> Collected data
▬▬▬▬▬▬
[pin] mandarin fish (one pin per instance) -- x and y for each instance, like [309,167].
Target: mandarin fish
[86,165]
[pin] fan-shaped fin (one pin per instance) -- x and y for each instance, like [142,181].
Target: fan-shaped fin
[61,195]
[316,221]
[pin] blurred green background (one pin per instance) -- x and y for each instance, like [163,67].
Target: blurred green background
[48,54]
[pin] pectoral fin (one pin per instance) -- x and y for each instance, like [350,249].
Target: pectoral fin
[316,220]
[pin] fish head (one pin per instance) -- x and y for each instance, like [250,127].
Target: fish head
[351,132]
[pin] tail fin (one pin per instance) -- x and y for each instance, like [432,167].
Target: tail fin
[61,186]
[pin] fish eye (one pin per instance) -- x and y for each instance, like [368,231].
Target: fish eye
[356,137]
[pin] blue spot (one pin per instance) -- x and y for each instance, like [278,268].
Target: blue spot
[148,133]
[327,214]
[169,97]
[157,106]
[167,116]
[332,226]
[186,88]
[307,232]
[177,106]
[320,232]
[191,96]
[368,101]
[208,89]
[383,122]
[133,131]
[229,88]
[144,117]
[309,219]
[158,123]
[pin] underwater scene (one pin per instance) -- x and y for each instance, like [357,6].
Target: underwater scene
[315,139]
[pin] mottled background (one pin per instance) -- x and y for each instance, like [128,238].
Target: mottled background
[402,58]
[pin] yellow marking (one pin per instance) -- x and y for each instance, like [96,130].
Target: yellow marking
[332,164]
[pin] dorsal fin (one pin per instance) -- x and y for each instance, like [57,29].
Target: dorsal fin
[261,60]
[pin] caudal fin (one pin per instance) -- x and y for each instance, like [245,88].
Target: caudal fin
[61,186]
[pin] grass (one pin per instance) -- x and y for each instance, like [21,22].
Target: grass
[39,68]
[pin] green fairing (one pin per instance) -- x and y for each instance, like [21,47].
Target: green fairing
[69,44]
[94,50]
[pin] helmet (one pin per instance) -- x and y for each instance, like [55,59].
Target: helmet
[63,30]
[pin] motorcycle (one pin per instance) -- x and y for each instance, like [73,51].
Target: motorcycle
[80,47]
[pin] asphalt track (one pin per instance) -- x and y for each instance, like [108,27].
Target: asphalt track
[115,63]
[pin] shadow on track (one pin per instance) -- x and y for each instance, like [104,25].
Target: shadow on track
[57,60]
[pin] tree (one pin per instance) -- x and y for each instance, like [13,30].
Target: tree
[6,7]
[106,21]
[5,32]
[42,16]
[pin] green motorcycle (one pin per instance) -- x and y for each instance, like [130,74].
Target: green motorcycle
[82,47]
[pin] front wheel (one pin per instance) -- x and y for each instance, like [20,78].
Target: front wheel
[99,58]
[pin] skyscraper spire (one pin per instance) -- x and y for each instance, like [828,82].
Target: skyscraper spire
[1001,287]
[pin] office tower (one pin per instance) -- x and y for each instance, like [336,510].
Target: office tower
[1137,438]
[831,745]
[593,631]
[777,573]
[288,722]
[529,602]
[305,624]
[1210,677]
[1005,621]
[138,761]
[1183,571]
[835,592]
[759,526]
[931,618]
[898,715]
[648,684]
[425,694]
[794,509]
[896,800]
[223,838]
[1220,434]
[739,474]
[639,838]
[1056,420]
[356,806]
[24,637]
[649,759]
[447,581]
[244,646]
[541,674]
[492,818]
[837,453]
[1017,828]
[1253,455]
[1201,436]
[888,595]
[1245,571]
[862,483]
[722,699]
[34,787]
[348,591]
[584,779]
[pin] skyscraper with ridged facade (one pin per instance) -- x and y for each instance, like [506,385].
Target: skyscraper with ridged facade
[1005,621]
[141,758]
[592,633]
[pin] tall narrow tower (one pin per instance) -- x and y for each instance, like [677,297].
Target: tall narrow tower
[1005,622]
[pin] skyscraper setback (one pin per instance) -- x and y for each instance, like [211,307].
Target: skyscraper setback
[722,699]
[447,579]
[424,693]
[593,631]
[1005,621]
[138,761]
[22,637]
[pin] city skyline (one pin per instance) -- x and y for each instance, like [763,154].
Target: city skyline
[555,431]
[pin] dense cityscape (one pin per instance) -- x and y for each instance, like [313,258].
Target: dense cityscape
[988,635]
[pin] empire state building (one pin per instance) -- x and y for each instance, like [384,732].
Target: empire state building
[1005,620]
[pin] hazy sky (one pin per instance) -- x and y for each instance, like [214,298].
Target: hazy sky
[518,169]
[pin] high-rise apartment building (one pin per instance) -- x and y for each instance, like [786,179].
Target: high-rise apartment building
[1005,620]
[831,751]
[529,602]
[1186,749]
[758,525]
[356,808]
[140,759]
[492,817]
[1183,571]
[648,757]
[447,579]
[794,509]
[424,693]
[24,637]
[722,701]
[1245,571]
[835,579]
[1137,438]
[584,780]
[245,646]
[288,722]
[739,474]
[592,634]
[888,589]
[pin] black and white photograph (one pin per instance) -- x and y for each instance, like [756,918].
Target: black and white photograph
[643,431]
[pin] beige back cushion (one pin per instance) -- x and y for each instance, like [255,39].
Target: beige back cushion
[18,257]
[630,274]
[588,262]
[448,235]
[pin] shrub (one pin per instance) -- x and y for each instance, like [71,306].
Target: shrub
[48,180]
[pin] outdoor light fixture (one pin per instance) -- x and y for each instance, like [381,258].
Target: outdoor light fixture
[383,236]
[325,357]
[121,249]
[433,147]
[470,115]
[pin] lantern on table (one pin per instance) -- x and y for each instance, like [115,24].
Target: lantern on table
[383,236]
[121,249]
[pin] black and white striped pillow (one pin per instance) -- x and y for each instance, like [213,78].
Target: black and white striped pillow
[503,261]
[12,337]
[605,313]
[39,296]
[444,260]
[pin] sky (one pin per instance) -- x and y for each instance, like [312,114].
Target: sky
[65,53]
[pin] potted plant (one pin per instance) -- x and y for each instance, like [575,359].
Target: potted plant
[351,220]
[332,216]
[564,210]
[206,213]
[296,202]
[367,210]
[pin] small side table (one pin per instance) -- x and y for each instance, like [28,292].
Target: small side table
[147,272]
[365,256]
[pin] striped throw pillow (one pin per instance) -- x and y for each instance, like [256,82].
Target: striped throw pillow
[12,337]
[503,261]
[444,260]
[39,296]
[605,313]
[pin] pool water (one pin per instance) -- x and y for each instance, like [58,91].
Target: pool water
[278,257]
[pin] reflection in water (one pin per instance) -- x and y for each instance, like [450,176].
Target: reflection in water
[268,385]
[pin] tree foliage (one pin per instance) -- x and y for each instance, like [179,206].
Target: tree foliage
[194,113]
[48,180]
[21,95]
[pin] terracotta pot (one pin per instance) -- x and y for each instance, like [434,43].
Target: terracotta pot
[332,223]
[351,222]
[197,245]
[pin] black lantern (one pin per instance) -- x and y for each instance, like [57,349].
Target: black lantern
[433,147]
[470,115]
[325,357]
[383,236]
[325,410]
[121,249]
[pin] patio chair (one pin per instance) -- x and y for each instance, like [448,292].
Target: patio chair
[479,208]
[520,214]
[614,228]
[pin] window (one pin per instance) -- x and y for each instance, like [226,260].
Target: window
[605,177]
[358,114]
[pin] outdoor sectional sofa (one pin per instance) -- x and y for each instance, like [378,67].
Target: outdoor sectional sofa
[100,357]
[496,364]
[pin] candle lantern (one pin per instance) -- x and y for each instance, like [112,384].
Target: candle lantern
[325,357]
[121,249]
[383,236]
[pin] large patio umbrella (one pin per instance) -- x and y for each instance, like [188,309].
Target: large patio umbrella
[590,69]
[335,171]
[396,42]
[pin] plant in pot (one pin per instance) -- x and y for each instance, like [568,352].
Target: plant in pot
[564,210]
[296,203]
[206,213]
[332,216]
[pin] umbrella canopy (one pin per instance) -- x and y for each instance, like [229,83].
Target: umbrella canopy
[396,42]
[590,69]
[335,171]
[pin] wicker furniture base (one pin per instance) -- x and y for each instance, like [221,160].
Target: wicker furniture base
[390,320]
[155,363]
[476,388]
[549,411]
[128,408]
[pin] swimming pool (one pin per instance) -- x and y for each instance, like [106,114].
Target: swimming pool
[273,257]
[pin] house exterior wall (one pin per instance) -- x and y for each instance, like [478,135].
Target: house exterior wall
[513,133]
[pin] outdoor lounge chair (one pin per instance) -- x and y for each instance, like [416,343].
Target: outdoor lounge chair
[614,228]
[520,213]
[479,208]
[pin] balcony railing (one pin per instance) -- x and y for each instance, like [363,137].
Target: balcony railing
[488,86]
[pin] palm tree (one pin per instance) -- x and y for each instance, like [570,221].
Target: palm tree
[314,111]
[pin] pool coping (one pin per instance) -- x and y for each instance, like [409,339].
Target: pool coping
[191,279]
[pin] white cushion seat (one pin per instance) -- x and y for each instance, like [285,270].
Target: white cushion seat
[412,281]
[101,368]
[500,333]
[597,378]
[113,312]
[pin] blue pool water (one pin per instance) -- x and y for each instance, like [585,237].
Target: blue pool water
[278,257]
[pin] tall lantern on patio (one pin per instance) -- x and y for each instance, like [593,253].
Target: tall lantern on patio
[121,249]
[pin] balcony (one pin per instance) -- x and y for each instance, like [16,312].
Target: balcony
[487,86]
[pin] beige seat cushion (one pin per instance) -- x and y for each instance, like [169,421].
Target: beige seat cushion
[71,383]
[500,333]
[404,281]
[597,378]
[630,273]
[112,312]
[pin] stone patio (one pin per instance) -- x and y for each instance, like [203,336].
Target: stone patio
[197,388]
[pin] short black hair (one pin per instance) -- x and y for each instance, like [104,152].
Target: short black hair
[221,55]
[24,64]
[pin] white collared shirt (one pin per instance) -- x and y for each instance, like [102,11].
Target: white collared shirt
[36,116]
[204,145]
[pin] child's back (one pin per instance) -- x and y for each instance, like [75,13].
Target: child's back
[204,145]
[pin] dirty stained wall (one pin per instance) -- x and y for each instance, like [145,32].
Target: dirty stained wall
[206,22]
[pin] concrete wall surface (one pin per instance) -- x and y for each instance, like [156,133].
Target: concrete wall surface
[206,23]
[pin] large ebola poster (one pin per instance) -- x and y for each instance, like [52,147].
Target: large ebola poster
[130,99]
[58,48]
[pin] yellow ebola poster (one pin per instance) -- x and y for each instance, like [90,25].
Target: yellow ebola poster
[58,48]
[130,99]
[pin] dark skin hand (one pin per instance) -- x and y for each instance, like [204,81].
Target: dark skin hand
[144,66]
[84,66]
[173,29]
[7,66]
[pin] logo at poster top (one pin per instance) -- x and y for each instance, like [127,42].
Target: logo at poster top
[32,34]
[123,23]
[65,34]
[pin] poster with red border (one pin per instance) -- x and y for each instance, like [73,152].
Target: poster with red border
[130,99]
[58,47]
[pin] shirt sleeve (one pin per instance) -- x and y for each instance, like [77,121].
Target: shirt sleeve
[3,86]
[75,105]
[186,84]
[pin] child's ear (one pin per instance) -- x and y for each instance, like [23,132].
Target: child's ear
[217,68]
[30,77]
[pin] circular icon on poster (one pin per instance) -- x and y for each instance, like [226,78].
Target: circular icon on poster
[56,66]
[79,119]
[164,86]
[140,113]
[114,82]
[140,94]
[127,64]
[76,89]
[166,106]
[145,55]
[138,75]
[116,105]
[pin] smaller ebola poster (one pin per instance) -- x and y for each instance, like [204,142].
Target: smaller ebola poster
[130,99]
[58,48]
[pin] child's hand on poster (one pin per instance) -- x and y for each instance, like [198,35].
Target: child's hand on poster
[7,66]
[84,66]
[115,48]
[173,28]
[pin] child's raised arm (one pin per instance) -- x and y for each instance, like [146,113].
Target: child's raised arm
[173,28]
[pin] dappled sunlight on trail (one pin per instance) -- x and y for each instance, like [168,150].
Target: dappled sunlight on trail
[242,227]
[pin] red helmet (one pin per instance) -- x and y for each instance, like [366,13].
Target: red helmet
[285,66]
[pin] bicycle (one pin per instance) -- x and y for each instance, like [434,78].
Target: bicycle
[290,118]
▬▬▬▬▬▬
> What to work on
Each line from the one with "[pin] smaller ebola" through the last line of the records must be written out word for word. Include nothing else.

> Exercise output
[pin] smaller ebola poster (one pin per instance) -- x and y for each instance, like [204,142].
Target: smaller ebola poster
[130,99]
[58,48]
[pin] child's hand on poster (one pin per instance) -- x and y for each instance, like [198,35].
Target: child's hand on poster
[7,66]
[84,66]
[115,48]
[173,28]
[pin] child's raised arm (one pin per instance) -- x and y for each instance, like [146,113].
Target: child's raised arm
[173,28]
[pin] dappled sunlight on trail (one pin per instance) -- x and y for each instance, like [168,150].
Target: dappled sunlight on trail
[242,227]
[pin] red helmet (one pin per instance) -- x and y for each instance, like [366,13].
Target: red helmet
[285,66]
[pin] bicycle (one pin per instance) -- x and y for each instance, like [434,78].
Target: bicycle
[290,118]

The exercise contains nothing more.